#### WORKING DATA:
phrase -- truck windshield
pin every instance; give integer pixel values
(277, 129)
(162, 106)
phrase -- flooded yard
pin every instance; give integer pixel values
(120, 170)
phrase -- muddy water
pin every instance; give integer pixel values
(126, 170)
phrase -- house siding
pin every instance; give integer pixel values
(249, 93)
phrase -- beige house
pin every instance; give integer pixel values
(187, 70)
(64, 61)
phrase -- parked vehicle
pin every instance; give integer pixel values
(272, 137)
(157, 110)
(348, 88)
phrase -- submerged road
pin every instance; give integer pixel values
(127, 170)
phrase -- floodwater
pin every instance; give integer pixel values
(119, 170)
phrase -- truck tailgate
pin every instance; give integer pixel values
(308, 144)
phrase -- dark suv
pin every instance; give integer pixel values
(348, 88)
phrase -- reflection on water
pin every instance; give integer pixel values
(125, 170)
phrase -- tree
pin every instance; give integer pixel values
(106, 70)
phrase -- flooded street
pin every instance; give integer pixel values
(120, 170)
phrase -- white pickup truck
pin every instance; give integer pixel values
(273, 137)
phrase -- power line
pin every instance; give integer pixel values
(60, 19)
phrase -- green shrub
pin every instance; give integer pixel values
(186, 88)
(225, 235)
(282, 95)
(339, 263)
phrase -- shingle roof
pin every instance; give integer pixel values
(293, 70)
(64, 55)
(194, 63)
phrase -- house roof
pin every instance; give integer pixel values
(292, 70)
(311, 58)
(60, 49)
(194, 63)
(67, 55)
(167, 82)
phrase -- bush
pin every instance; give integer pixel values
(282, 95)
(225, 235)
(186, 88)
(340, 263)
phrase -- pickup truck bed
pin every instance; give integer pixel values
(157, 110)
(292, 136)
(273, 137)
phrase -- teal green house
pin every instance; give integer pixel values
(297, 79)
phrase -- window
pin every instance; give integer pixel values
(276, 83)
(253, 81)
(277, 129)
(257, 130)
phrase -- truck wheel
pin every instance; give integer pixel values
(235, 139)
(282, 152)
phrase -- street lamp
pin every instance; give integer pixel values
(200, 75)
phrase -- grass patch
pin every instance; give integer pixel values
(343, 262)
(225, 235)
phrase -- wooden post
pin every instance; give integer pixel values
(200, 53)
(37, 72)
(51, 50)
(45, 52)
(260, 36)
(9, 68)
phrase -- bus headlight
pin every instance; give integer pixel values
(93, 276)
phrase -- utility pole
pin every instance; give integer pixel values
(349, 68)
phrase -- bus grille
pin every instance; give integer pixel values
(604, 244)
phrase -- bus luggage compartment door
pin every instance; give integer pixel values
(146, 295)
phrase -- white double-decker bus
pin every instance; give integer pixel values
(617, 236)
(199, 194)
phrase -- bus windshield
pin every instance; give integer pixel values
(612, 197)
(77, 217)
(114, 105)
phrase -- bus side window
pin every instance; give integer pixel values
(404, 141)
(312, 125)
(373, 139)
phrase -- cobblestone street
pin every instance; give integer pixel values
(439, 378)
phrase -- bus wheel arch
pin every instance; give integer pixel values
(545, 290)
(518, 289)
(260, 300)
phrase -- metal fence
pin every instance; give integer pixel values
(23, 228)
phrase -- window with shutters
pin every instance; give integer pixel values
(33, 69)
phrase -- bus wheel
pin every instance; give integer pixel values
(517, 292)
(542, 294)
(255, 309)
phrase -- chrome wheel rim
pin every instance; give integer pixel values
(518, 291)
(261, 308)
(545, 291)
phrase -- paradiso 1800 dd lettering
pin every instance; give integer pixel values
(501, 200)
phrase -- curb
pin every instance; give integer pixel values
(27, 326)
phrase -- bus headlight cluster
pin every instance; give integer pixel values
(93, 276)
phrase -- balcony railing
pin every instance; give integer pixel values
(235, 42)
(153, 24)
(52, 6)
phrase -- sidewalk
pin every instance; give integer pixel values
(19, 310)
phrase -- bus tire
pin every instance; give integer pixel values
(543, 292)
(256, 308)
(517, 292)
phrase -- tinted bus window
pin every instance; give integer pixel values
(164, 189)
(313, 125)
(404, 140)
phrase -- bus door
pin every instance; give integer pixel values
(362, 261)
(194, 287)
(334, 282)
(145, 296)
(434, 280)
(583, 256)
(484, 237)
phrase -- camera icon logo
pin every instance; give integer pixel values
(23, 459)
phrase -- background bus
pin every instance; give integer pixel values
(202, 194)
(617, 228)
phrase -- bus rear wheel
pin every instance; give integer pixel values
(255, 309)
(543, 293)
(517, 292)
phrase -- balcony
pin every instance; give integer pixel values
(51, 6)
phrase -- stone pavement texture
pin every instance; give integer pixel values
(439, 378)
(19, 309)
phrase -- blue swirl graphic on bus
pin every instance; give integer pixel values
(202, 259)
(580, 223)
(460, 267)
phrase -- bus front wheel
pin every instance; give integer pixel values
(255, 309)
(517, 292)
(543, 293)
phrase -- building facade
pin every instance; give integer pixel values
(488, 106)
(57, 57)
---
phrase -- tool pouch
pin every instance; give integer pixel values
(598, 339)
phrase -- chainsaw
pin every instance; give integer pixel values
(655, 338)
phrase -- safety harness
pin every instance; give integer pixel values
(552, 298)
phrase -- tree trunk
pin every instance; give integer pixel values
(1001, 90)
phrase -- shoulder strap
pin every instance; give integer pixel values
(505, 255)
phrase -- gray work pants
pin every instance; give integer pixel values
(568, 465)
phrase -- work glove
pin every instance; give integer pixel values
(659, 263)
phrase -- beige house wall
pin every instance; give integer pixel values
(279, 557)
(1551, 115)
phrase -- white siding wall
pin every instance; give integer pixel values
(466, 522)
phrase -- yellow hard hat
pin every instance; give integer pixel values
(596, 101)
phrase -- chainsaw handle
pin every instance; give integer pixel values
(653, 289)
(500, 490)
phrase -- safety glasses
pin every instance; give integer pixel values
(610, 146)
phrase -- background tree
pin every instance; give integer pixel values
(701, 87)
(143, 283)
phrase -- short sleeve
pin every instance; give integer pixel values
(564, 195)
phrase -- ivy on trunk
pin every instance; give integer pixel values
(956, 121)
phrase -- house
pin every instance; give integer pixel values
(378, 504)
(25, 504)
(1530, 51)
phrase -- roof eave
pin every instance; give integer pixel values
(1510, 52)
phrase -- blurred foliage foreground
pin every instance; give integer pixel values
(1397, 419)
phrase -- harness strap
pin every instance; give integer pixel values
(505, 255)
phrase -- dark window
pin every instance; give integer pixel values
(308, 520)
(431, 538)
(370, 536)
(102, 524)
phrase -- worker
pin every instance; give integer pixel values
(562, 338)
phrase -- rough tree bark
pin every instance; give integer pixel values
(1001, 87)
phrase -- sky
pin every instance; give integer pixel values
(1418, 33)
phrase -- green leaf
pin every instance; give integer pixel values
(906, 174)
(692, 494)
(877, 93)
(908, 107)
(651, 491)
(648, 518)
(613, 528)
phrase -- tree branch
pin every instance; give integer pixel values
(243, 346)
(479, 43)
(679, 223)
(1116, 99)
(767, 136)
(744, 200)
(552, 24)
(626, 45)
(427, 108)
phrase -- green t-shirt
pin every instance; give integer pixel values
...
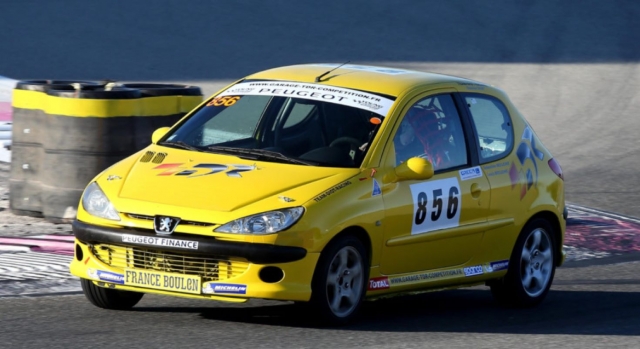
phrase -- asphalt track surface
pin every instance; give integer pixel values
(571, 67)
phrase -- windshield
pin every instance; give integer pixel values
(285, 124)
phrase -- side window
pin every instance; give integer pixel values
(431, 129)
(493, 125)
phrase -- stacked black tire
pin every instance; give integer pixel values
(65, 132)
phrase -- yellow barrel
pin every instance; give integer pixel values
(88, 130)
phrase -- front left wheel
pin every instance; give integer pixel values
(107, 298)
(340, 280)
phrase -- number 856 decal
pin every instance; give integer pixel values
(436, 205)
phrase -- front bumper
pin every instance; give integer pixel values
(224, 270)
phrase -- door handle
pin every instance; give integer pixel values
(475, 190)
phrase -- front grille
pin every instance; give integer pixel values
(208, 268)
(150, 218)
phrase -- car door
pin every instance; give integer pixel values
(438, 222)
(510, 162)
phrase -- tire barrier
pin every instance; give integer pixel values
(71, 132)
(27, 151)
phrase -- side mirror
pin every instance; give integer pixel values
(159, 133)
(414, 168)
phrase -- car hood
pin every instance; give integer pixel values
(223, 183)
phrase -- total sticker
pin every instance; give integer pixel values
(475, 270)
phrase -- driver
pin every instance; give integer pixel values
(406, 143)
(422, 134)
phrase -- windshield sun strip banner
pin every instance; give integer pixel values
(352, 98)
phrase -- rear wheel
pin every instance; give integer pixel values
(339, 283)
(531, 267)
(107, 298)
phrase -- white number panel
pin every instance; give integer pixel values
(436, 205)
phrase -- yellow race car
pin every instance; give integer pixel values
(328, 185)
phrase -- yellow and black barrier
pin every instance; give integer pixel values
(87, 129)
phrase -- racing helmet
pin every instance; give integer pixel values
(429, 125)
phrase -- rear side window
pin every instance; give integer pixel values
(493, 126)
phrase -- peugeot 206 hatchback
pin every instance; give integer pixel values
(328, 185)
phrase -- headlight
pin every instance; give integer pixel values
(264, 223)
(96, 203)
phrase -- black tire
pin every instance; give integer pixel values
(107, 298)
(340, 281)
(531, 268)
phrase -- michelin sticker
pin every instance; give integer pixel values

#### WRITTEN PROBLEM:
Find every line in the rows above that contains the word "window" and copy each one in full.

#### TASK ANSWER:
phrase -- window
phrase -- bus side window
phrase -- window with shutters
phrase -- tinted bus window
phrase -- dark window
phrase -- side window
phrase -- rear side window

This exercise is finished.